Available data

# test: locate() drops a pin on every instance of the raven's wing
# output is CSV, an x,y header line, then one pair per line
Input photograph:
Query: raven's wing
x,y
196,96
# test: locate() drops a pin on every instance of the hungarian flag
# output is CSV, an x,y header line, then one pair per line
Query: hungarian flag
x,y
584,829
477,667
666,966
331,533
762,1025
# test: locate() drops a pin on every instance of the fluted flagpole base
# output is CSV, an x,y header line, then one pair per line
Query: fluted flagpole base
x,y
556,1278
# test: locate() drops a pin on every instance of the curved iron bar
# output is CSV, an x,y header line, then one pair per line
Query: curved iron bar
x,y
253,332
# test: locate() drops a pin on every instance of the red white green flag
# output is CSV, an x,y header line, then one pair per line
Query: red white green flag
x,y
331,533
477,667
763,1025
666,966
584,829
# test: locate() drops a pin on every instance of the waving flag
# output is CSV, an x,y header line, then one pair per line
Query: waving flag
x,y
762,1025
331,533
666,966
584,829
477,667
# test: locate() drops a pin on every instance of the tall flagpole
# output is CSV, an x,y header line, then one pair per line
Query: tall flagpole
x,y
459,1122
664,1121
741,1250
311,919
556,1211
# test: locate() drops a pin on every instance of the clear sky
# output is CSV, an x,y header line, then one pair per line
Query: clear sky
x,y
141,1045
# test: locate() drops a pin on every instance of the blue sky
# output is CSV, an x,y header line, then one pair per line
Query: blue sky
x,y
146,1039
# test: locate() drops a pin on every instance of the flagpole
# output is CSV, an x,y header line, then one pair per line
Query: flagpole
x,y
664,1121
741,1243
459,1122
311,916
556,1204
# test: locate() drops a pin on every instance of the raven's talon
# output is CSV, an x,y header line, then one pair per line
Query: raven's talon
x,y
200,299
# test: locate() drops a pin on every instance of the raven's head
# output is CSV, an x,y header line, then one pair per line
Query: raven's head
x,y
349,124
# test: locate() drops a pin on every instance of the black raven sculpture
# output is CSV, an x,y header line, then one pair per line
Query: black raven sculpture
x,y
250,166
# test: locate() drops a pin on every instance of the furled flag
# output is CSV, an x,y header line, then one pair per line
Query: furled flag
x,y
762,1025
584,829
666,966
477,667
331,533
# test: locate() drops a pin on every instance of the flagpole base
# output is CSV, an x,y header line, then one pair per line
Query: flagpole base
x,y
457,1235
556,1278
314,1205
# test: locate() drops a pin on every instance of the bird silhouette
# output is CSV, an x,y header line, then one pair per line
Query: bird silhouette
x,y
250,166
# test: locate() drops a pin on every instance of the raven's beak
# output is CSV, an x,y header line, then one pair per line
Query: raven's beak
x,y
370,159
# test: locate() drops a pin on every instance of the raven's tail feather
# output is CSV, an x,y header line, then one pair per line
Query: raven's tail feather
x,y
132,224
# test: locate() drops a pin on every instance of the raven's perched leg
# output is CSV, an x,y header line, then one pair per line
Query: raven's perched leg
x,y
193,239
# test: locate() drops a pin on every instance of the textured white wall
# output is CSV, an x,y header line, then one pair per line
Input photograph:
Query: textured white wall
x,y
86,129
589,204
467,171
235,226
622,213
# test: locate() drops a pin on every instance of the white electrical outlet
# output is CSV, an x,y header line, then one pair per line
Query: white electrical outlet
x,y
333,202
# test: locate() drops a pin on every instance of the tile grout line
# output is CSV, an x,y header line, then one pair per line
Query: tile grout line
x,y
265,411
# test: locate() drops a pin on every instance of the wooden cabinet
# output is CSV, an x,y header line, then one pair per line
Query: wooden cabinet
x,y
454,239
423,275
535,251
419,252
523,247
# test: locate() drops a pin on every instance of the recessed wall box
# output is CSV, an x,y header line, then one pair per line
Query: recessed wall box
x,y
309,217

Your goal
Print exactly the lines above, starting at the line that contains "the textured white wall" and ending with the last line of the records, both included.

Exercise solution
# test: locate() drops a pin on every instance of the textured white wall
# output is CSV, an x,y header line, then one pair per line
Input photograph:
Query: textured white wall
x,y
86,129
589,204
467,171
235,226
622,213
# test: locate() drops a pin on every instance of the white electrical outlet
# output is CSV, an x,y header line, then one pair per line
Query: white electrical outlet
x,y
333,202
# test: locate() drops a pin on every instance of the tile grout line
# output is CSV, an x,y header line, then one pair per line
Query: tile grout line
x,y
265,411
# test: locate() drops a pin on every instance of the wooden cabinet
# output is CSV, an x,y header line, then one pair per line
Query: wooden cabinet
x,y
454,239
423,275
535,251
419,252
523,247
# test: locate() drops a pin on every instance of the recessed wall box
# output is CSV, an x,y header line, then one pair per line
Query: recessed wall box
x,y
309,217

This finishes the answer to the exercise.